--- START ---

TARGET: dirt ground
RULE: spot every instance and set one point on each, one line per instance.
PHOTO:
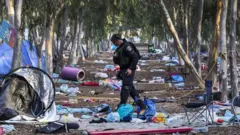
(106, 95)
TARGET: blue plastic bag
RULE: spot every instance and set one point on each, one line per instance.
(125, 112)
(150, 111)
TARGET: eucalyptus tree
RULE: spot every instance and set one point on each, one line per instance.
(233, 61)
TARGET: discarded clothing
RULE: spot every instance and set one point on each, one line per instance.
(66, 110)
(125, 112)
(102, 108)
(101, 120)
(57, 127)
(113, 117)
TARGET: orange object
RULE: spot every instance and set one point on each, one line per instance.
(219, 120)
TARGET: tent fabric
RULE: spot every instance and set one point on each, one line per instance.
(29, 56)
(28, 90)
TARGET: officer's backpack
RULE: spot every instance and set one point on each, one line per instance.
(135, 49)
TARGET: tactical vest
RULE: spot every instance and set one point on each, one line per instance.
(119, 58)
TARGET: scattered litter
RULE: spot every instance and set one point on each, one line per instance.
(114, 84)
(90, 84)
(7, 128)
(55, 75)
(100, 61)
(157, 70)
(68, 118)
(86, 116)
(101, 75)
(67, 110)
(137, 120)
(113, 117)
(71, 91)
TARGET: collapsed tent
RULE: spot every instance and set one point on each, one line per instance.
(29, 56)
(27, 91)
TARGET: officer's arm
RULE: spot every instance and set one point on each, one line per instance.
(133, 56)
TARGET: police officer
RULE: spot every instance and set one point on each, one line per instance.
(126, 56)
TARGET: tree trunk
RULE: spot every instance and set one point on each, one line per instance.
(49, 47)
(80, 49)
(180, 48)
(213, 53)
(175, 23)
(40, 49)
(199, 38)
(233, 61)
(223, 48)
(73, 59)
(17, 57)
(1, 10)
(10, 7)
(186, 2)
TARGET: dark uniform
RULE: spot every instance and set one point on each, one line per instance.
(127, 58)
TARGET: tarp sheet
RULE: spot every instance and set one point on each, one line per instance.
(29, 56)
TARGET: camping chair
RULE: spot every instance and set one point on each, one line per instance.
(197, 105)
(235, 103)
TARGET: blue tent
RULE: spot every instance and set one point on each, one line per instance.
(29, 56)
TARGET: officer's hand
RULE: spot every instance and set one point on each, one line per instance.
(129, 72)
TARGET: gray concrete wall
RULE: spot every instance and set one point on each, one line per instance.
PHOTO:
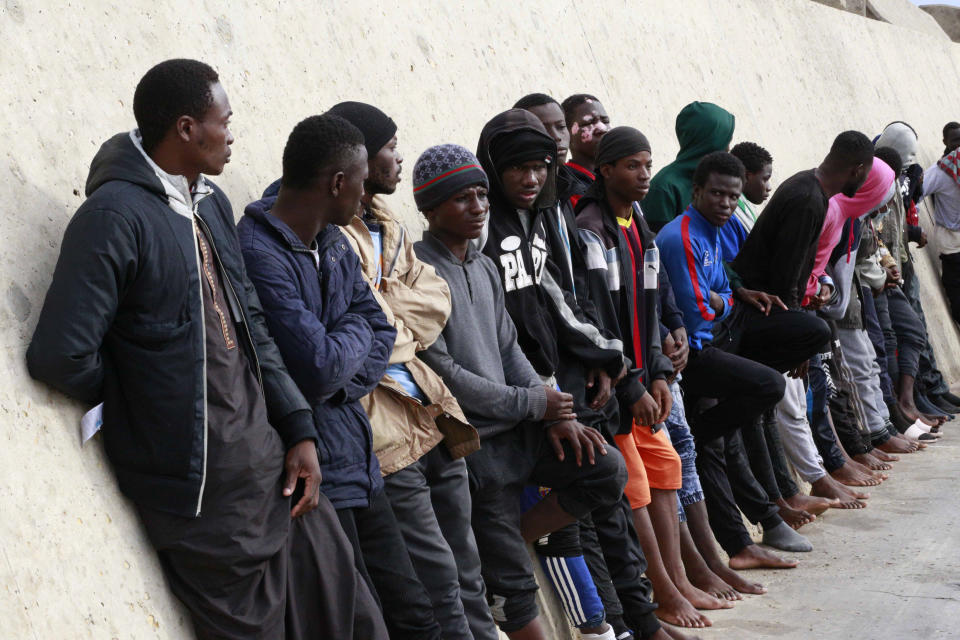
(74, 561)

--- END ---

* _Problem statement_
Find the string "officer" in the entries above and return each line that holds it.

* _Answer section_
TARGET: officer's backpack
TARGET: officer's arm
TARGET: police officer
TARGET: officer's hand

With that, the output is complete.